WHAT YOU WILL DO ::
1: Answer these questions from the tribunal excerpt:
(a) Which Act sets the minimum standards that both generic and patented APIs must meet?
(b) From which company did the TPO collect information for comparison of Netilmicine Sulphate?
(c) In which assessment year did the Tribunal hold CUP as the most appropriate method in the assessee's own case?
2: Please write the next part of the tribunal excerpt, picking up after its final sentence.

SOURCE PASSAGE ::
- - - -
10. The Ld. Departmental Representative further submits that adjustment while applying CUP is an accepted norm. To support this argument he placed reliance on the decision in the case of Serdia Pharmaceuticals (India) Ltd. vs. CIT, 147 ITD 156(Mum) and Merck Ltd. vs. DCIT, 148 ITD 513. As regards argument of the ld. Counsel for the assessee in respect of generic vs. patent APIs, the Ld. Departmental Representative submits that quality and performance of both the APIs would meet the minimum standards as specified under the Drugs and Cosmetics Act, 1940. Once the API qualifies minimum standards there is no difference between generic and patented API. He further submitted that patents do not last for ever. Once patent on an API expires or is not valid in particular geographical location, any pharmaceutical company can manufacture and sell API. The API then becomes generic in nature. However, the company manufacturing such API has to maintain same quality and performance standards as maintained by the brand.
10.1 On selection of comparable from TIPS data base, he submitted that there is no bar in selecting comparable from TIPS. To support his contentions he placed reliance on the decision in the case of Cargill Foods (India) Ltd. vs. DCIT, 57 taxmann.com 330 (Pune). He further submitted that the view taken in the aforesaid decision by the Tribunal has been upheld by Hon’ble Delhi High Court in the case of CIT vs. Cargill Foods (India) Ltd. in ITA 157/2016 decided on 19/02/2016. With regard to objection of assessee that TIPS data base does not have the names of the parties to the transaction, ld. Departmental Representative pointed that the TPO has used TIPS data base to determine ALP in respect of import of API- Mometasone and Dexchlorpheniramine Maleate. One of the parties in TIPS data base for import of Mometasone is Sun Pharmaceuticals Ltd. For comparison of Netilmicine Sulphate, the TPO has collected information from Cipla Ltd. Both the aforesaid companies are leading Pharma Companies. As regards assessee’s objection on adjustment if any required, he submitted that the issue can be restored to the Assessing Officer to make necessary adjustments.
11. On application of CUP as most appropriate method the Ld. Departmental Representative submitted that in Assessment Year 2003-04 in assessee’s own case the Tribunal held CUP as the most appropriate method to benchmark the transactions relating to import of APIs. The Tribunal restored the matter to the file of Assessing Officer to re-examine, if any, adjustment is required to be made for difference in terms of contract, quantity sold or purchased, nature of market (retail or wholesale), credit period allowed, delivery terms, foreign currency risk, etc. which might affect the price in the open market. He further place reliance on the decision in the case of Serdia Pharmaceuticals vs. ACIT, 147 ITD 156 to contend that the Tribunal applied CUP over TNMM to benchmark international transactions relating to import of APIs.
- - - -
Region pointing data:
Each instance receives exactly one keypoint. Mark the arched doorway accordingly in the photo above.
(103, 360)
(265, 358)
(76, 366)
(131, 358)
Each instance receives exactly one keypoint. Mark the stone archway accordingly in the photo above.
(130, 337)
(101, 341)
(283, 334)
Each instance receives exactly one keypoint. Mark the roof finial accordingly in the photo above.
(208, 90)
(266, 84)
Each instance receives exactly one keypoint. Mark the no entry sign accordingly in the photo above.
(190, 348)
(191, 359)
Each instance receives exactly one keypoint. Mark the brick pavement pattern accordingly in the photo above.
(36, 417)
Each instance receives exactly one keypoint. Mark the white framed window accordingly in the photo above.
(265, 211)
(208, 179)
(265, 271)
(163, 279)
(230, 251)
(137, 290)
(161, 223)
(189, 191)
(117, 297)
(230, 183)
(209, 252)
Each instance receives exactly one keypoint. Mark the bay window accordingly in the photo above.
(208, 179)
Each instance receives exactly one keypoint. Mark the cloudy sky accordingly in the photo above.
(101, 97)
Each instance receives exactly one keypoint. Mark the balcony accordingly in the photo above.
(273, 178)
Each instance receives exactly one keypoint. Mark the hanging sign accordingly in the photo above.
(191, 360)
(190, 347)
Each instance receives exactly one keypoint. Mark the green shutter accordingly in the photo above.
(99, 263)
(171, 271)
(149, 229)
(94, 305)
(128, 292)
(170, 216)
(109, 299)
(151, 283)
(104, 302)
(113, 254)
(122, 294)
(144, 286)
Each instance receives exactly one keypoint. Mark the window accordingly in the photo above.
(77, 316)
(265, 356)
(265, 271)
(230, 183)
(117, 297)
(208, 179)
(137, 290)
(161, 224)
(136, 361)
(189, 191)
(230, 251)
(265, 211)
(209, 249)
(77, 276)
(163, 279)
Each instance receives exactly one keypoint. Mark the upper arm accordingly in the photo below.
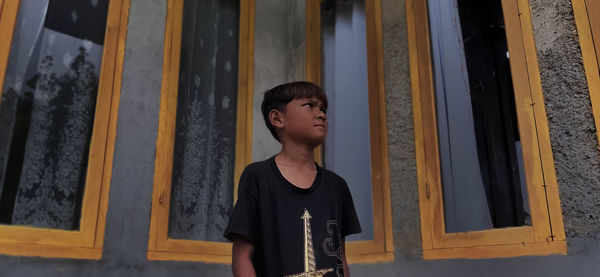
- - - -
RESULTS FOR EACH TASK ::
1:
(a) The Drugs and Cosmetics Act, 1940
(b) Cipla Ltd.
(c) Assessment Year 2003-04

2:
12. The Ld. Departmental Representative pointed that the high price charged by the AE on APIs is on account of AMP expenses and not the quality. He 2further submits that cheaper in rate does not mean lower in quality. He reiterated the findings of TPO to support CUP as the most appropriate method.
13. Rebutting the submissions made by Ld. Departmental Representative, the ld. Counsel for the assessee submits that TPO while applying CUP as the most appropriate method to benchmark the transaction has failed to consider the fact that APIs purchased by the assessee not only qualify parameters fixed by the Indian Drug Authority but has qualified higher parameters fixed by the European countries, therefore, the APIs purchased by the assessee cannot be treated as comparable to those purchased by the independent third party. The ld. Counsel for the assessee reiterated that merely because both the products fulfill minimum standards, the products cannot be comparable when one product is of higher standard. With regard to patent drug being similar to generic drug he submitted that the same can be established or considered if the sample of the product from third party is available to compare with sample of APIs purchased by the assessee. In the present case no such comparison was carried out by the TPO.
13.1 With regard to Department’s reliance on the decision in the case of Serdia Pharmaceuticals (supra), the ld. Counsel for the assessee submitted that the Tribunal in the case of Serdia Pharmaceuticals (India) Ltd. (supra) had placed reliance on the decision in the case of Glaxo Smith Kline 2008 TCC 324 by Tax Court of Canada. The decision of Tax Court of Canada has been reversed by Federal Court of Canada and the decision of Federal Court has been approved by the Supreme Court of Canada. Hence, no reliance can be placed on the decision of Tribunal. He further pointed that the decision in the case of Serdia Pharmaceuticals (India) Ltd. (supra) has been distinguished by the Tribunal in the case of Gulbrandsen Chemicals Vs. DCIT, ITA Nos.760&874(Ahd) of 2012 and DCIT Vs. Dishman Pharmaceuticals & Chemicals Ltd., ITA Nos.1388&1511 (Ahd) of 2016.
13.2 Without prejudice to the primary submissions the ld. Counsel for the assessee submitted that if, CUP is held as the most appropriate method to benchmark the transaction then the matter may be remitted back to the TPO to determine comparability of the products.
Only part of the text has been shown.